## BEGIN PAGE TEXT
Edward Morgan Forster was born on New Year's Day, 1879, in Dorset Square, London, the second child (the first died soon after birth) of middle-class parents, Edward Llewellyn Forster, a Cambridge graduate and architect, and Alice Clara "Lily" Whichelo. When his son was just one, Forster's father died after a long battle with consumption, leaving the family little money and making Lily a widow at twenty-five. Unwilling to live with relatives and unable to afford a London apartment, Lily moved to a house in the English countryside, Rooksnest, where she devoted herself to her son. At Rooksnest, Forster's life was spent in the nurturing, overprotective "haze of elderly ladies" that included paternal aunts and Lily's friends, and he formed a deep emotional attachment to the place, drawing later on the memories for Howards End.
## END PAGE TEXT
#### TASK REQUIREMENTS:
1) According to the Forster biography, what was the name of the countryside house Lily moved to after her husband died?
2) From the Forster biography, repeat word for word the part that opens with the words containing "Edward Morgan Forster" and closes with "for Howards End.".
3) Write the next part of the Forster biography, beginning after its last sentence.
## BEGIN RECORDS SUPPLIED
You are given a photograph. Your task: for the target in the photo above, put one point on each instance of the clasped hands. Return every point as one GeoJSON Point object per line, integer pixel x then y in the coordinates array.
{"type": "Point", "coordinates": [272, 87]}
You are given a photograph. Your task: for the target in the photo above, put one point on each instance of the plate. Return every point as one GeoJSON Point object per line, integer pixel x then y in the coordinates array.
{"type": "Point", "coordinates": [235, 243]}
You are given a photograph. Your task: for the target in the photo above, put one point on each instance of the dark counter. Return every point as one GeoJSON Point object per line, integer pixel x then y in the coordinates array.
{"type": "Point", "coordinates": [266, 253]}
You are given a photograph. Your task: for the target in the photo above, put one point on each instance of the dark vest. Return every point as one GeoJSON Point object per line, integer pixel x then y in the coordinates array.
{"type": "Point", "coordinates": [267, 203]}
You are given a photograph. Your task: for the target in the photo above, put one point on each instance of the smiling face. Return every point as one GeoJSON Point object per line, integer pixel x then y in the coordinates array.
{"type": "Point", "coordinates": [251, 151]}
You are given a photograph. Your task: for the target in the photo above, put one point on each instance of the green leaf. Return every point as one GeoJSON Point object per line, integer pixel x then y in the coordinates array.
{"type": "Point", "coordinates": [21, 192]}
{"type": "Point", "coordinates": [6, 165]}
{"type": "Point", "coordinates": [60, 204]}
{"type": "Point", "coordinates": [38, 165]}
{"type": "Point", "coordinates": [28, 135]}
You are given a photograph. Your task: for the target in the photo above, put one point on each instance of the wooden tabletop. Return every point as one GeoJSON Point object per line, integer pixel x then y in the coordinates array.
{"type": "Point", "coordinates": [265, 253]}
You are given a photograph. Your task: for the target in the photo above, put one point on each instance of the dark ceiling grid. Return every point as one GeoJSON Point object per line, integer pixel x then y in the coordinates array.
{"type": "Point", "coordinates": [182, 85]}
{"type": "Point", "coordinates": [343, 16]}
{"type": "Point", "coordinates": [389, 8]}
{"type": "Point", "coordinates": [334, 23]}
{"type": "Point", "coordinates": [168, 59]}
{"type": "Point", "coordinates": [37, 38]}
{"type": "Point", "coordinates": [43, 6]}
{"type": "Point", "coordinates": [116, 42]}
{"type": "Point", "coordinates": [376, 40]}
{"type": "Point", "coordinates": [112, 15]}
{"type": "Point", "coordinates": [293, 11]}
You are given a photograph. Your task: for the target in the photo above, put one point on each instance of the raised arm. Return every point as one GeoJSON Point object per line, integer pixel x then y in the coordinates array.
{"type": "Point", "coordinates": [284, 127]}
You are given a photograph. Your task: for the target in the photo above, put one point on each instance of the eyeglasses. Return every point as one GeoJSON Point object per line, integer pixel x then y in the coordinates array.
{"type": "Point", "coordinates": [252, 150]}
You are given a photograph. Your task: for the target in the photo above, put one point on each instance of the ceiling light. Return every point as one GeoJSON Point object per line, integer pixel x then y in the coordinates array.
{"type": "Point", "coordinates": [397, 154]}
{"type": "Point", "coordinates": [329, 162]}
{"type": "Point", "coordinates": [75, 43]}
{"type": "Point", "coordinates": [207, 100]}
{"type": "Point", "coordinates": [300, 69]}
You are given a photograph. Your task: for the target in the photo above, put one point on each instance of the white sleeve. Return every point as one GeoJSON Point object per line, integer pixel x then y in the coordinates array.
## END RECORDS SUPPLIED
#### WRITTEN ANSWERS:
1) Rooksnest.

2)
Edward Morgan Forster was born on New Year's Day, 1879, in Dorset Square, London, the second child (the first died soon after birth) of middle-class parents, Edward Llewellyn Forster, a Cambridge graduate and architect, and Alice Clara "Lily" Whichelo. When his son was just one, Forster's father died after a long battle with consumption, leaving the family little money and making Lily a widow at twenty-five. Unwilling to live with relatives and unable to afford a London apartment, Lily moved to a house in the English countryside, Rooksnest, where she devoted herself to her son. At Rooksnest, Forster's life was spent in the nurturing, overprotective "haze of elderly ladies" that included paternal aunts and Lily's friends, and he formed a deep emotional attachment to the place, drawing later on the memories for Howards End.

3)
When Forster was fourteen, he and Lily faced the disheartening news that their lease at Rooksnest was up, and they moved to the suburb of Tonbridge Wells. Here, Forster attended the boarding school as a day boy, with classics as his major study. At Tonbridge he wrote for the school newspaper and won several awards for his essays, but nonetheless it was here, a place that contrasted so sharply with his happy home life, where his feelings of being an outsider hardened into an abiding distaste for the English school system

Forster's intellectual and social life blossomed when, in 1897, he entered King's College, Cambridge. With the guidance and encouragement of his classics professor, Forster grew to admire the modern European writers Tolstoy, Proust, and Ibsen, and began to test his own powers as a writer. It was during these years, too, that he first began to acknowledge his homosexuality, falling in love with another undergraduate, H. O. Meredith, who would be the center of his posthumously published novel
Maurice. Meredith helped Forster become a member of the "Apostles," the university's foremost discussion group, where he formed friendships with many of the intellectuals later associated with the Bloomsbury Group in London.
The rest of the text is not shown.